Given passage |
---*---

The late U.S. civil rights leader and Nobel peace prize winner Martin Luther King, Jr., once said, "Injustice anywhere is a threat to justice everywhere." On January 15th, the U.S. observes a national holiday in Dr. King's honor.

“Americans honor the memory of a man who stirred the conscience of a nation,” said President George W. Bush. “We also recommit ourselves to the dream to which Dr. King devoted his life, an America where the dignity of every person is respected; where people are judged not by the color of their skin but by the content of their character, and where the hope of a better tomorrow is in every neighborhood.”

Dr. King, a Baptist minister, was one of the world's best-known advocates of non-violent social change. Applying the principle of nonviolence to the civil rights movement in the U.S., Martin Luther King, Jr., preached racial equality at a time when black Americans were still victims of segregation and discrimination.

This message of tolerance helped to bring about enormous change in the U.S. He delivered one of his most memorable speeches in the summer of 1963, during the March on Washington for Jobs and Freedom:

"We must forever conduct our struggle on the high plane of dignity and discipline. We must not allow our creative protest to degenerate into physical violence. Again and again we must rise to the majestic heights of meeting physical force with soul force."

Martin Luther King, Jr. appealed not to resentment but to reason, not to anger but to conscience. In 1968, he was slain by an assassin, at the age of thirty-nine.

“When Martin Luther King, Jr., came to our nation’s capital in the summer of 1963, he came to inspire America and to call on our citizens to live up to the principles of our founding,” said President Bush. “His dream spread a message of hope, justice, and brotherhood,” said Mr. Bush, “that took hold of the hearts of men and women across our great land, and it continues to speak to millions here at home and around the world.”

The preceding was an editorial reflecting American ideals and institutions.

---*---

Provided records |
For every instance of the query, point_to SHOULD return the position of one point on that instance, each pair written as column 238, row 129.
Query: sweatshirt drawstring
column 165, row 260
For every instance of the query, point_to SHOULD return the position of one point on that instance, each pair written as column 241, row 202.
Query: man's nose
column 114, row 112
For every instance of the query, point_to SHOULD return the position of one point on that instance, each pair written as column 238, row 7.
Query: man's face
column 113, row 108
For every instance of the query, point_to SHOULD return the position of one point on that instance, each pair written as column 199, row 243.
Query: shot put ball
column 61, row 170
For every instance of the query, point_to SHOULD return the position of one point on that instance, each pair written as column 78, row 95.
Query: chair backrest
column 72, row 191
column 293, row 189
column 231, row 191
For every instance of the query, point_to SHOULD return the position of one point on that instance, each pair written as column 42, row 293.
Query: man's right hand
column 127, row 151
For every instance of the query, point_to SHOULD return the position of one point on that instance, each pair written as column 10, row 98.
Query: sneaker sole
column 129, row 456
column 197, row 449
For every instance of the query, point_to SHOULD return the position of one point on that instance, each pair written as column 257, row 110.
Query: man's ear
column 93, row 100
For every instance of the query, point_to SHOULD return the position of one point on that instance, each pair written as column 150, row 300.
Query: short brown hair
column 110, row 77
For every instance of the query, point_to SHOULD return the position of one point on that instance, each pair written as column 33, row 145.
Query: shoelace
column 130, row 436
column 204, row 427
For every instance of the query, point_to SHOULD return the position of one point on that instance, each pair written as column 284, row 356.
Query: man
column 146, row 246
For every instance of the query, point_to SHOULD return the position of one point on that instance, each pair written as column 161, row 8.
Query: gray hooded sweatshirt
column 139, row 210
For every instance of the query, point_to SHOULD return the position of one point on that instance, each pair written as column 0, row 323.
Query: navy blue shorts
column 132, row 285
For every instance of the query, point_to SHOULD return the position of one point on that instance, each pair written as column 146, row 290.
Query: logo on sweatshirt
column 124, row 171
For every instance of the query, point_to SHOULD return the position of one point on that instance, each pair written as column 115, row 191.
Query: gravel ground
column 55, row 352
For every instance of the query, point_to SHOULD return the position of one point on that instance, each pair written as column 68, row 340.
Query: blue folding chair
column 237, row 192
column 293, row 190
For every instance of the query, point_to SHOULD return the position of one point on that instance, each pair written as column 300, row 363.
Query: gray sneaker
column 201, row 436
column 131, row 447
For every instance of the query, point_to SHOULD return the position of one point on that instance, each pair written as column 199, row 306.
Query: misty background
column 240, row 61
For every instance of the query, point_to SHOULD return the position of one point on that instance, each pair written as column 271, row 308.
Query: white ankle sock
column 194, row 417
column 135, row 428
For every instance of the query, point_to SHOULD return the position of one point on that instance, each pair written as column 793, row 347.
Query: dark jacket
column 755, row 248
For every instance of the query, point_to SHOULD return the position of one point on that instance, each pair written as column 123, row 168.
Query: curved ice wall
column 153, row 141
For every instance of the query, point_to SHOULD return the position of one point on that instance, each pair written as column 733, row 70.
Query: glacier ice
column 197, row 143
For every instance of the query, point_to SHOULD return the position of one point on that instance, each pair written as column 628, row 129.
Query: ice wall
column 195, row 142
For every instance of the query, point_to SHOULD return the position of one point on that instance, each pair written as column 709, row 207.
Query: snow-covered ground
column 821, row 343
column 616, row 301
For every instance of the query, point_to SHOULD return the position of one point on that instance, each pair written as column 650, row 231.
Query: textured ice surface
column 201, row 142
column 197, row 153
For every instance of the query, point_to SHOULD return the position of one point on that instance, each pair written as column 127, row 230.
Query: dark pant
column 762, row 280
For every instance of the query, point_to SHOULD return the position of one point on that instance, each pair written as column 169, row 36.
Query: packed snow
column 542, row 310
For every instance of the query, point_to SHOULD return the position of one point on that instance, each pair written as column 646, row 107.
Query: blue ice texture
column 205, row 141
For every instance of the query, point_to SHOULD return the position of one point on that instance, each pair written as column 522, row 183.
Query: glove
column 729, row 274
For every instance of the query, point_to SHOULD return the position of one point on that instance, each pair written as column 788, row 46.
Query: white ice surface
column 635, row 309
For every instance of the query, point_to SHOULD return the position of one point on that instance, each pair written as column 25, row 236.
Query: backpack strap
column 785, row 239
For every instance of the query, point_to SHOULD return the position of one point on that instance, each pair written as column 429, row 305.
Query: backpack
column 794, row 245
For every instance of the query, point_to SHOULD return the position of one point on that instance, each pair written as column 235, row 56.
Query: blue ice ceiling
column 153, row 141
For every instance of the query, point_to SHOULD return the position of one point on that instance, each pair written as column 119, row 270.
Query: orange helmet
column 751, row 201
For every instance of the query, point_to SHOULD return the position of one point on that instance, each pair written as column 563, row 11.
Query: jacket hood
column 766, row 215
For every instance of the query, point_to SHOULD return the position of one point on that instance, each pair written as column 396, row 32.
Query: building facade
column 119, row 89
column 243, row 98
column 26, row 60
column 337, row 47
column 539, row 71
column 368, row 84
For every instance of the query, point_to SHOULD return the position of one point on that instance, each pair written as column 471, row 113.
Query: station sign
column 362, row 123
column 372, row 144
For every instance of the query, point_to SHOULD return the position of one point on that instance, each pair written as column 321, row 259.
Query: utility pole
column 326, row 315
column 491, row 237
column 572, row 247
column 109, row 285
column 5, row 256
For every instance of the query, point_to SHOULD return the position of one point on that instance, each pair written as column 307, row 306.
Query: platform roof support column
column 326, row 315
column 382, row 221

---*---

According to the editorial about Martin Luther King, Jr., how old was he when he was slain? Please answer in a few words.

Thirty-nine.